OBJECTIVE A :: In the passage on Dershowitz and secular Jewish life, what familiar source of definition does Dershowitz turn to?
OBJECTIVE B :: Continue the passage on Dershowitz and secular Jewish life, picking up after its last sentence.

EXTRACT TO READ ::
--

Dershowitz’s own position is simple. “If eclectic Judaism is to survive and thrive, then Jews must devise eclectic rules adaptive to the changes in Judaism and to the worlds in which Jews live today. Secular Jews have the right and power to do what is necessary to preserve secular Jewish life,” as does everyone else. But when it comes to making concrete explanation of what he means by “secular-Jewish,” Dershowitz admits he is stymied: “The further one moves away from the strictly religious component of Judaism, the more difficult it is to define the Jewish character either of Israel or of the Jewish community.” He does discover a familiar source of definition, which is education: “For Judaism to become a transmittable civilization in an integrated, secular world where Jews do not experience isolation, discrimination, and victimization, Jewish learning must become accessible to integrated and secular Jews. It must become usable to them in their daily lives.” Dershowitz further advocates spirituality without religiosity: Jewish ethics, Jewish environmentalism, Jewish feminism, and the like—Judaism à la mode. “Judaism must become less tribal, less ethno-centric, less exclusive, less closed off, less defensive, less xenophobic, less clannish.” “Jews must adopt a different approach to the increasing reality of intermarriage.” That, indeed, is the idea prompting this unending flow of empty platitudes from the secular left.

--

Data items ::
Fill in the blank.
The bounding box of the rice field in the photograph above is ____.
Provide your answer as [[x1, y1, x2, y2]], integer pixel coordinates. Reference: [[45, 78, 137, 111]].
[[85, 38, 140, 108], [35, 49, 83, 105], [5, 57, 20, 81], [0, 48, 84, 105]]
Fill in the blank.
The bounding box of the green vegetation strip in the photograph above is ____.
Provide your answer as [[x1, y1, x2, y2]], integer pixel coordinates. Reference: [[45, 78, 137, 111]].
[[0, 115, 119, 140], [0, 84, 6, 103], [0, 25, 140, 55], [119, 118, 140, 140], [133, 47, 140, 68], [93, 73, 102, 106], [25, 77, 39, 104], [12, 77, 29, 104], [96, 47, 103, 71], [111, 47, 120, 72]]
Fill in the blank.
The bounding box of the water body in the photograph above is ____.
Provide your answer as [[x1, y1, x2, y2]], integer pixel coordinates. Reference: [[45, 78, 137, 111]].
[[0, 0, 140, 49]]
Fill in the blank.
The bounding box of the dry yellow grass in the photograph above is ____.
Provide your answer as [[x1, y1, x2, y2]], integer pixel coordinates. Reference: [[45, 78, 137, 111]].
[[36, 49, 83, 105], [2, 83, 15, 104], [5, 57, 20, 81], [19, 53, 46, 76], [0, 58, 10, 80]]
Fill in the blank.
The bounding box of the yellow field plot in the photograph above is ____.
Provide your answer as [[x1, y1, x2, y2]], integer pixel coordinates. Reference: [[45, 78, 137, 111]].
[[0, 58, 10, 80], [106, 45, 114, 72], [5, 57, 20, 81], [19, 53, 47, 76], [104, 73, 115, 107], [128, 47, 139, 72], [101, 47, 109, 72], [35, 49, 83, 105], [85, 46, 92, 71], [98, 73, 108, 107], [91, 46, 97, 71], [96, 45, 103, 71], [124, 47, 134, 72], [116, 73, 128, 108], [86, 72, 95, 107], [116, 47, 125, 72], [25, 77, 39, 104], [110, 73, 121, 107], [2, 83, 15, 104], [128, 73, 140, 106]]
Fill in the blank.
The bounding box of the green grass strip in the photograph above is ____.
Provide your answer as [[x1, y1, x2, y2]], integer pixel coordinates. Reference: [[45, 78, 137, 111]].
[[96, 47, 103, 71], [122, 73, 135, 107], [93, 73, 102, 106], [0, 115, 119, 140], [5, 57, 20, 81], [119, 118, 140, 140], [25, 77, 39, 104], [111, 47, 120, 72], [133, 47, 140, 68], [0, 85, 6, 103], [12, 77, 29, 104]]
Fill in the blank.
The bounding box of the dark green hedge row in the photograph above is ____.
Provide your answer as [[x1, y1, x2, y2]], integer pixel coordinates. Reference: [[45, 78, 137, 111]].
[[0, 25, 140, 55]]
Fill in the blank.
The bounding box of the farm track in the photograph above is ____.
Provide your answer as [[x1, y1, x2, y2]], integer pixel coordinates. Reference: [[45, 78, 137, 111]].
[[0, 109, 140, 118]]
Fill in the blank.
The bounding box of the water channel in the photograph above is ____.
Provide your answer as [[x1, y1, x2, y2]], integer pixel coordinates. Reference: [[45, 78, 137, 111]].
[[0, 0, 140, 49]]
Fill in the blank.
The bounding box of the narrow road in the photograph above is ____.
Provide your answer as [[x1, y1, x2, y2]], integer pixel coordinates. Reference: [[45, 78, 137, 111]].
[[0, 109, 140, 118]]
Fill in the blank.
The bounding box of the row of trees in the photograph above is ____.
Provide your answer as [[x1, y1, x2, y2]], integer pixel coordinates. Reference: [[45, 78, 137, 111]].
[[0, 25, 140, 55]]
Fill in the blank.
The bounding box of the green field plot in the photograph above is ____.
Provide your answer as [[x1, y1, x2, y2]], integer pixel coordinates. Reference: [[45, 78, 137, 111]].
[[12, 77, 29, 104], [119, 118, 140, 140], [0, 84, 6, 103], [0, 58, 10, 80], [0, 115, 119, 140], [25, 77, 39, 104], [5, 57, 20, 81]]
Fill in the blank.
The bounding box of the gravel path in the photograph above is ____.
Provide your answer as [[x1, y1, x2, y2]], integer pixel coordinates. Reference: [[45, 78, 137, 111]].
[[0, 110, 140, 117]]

--

EXERCISE OUTPUT A :: Education.

EXERCISE OUTPUT B ::
Dershowitz wants to reinvent the Jewish wheel: “Recognize the validity of secular Judaism, which does not require belief in the supernatural, which is devoted to Jewish learning, and which regards Judaism as an evolving civilization.” This is nothing more than the language of Jewish Reconstructionism. He advocates, as being of his own coinage, strings of contemporary Jewish and Judaic cliches. “We need a leadership of Jewish educators who can address the pressing issue of Jewish illiteracy and ignorance.” “The Judaism I am trying to defend . . . is a Judaism of ideas, of attitudes, of skepticism, of justice, of compassion, of argumentation, and of inclusiveness.” I cannot think of a single rabbi in the United States who would take issue with him, except on his violent rejection of religiosity. He ends with a call to action, something bordering on self-parody: a conference to be telecast live by satellite, open to mass participation via the Internet and e-mail—more or less the media he used when he was counseling O.J. Simpson. He concludes; “I look forward to saving ‘Shalom’ to you on the information superhighway!”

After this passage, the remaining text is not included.